START EXTRACT PROVIDED

OPTIMIZING PARAMETERS FOR SCREENING MODELS: A REVIEW AND COMPARISON OF DIFFERENT GOODNESS OF FIT CRITERIA
Candidate for the Lee B. Lusted Student Prize Competition
Purpose:
We systematically compared the performance of four commonly used goodness of fit (GOF) criteria, an important aspect of model calibration (parameter estimation).
Methods:
We implemented four commonly used GOF criteria (sum of squared errors (SSE), Pearson chi-square, Poisson deviance and binomial deviance) in the Nelder-and-Mead simplex calibration algorithm of the MISCAN-Colon microsimulation model for colorectal cancer. We first used the MISCAN-Colon model with fixed, known parameters to generate a hypothetical dataset of observations for calibration. Next, we used the hypothetical dataset to estimate the sensitivity for cancers and large adenomas with the four different GOF-criteria. Each calibration was repeated with 100 unique sets of random starting values for the parameters that were calibrated to address parameter and stochastic uncertainty. The performance of each GOF criterion was assessed by comparing the estimated parameters with the parameters used to generate the hypothetical dataset in terms of bias and Root Mean Squared Prediction Error (RMSPE). In addition, we compared the computation time of the calibration procedure (in terms of average number of iterations). We performed sensitivity analyses on the type and number of parameters to be estimated and the datasets available for calibration to assess the robustness of our results.
Results:
In the base case scenario, the mean estimated parameters for the sensitivity of the screen test for cancers varied from 0.6838 to 0.6843 (underlying value 0.684, Table). For the sensitivity of the screen test for large adenomas the mean estimated values were exactly equal to the underlying value of 0.179 for all four GOF-criteria. The RMSPE and required number of iterations were slightly higher for the SSE compared to the other GOF-criteria. In all sensitivity analyses, the mean estimated parameters were close to the underlying values using the Pearson chi-square, the Poisson and binomial deviance (Table). The use of the SSE criterion resulted in a biased parameter estimates when calibrating highly correlated parameters, or calibrating to datasets with differing sample sizes.
Conclusion:
Among the most applied goodness of fit criteria likelihood based criteria (Poisson deviance and binomial deviance) and the Pearson chi-square are the best. They lead to accurate estimation of parameters under various circumstances. This study demonstrates that the use of the SSE can easily lead to biased parameter estimates.

END EXTRACT PROVIDED

* [THE TASK]: Transcribe the passage of the goodness-of-fit abstract beginning with "OPTIMIZING PARAMETERS FOR" and continuing through "calibration (parameter estimation).".

START RECORD EXCERPTS

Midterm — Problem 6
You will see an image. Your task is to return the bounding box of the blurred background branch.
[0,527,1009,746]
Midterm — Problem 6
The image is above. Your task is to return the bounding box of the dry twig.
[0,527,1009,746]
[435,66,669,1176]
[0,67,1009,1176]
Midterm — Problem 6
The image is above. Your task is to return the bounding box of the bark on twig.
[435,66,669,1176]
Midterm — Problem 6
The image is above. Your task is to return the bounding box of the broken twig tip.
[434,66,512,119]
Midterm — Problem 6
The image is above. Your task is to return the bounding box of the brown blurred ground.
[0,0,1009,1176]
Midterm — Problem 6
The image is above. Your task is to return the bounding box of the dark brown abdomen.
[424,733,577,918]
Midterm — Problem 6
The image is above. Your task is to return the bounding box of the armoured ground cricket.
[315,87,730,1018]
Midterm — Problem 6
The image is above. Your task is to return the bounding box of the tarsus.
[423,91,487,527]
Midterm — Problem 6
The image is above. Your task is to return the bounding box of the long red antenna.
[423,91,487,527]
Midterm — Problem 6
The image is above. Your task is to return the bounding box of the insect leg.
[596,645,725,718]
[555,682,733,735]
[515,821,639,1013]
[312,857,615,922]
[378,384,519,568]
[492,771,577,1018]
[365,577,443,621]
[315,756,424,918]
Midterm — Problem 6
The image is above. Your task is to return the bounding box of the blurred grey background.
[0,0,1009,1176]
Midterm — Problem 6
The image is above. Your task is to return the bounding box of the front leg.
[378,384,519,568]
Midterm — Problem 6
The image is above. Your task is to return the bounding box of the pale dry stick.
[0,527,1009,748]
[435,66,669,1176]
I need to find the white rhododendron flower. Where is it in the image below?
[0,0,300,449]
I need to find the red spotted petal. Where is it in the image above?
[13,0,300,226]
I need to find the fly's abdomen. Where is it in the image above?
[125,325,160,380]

END RECORD EXCERPTS

* [RESPONSE AREA]:
OPTIMIZING PARAMETERS FOR SCREENING MODELS: A REVIEW AND COMPARISON OF DIFFERENT GOODNESS OF FIT CRITERIA
Candidate for the Lee B. Lusted Student Prize Competition
Purpose:
We systematically compared the performance of four commonly used goodness of fit (GOF) criteria, an important aspect of model calibration (parameter estimation).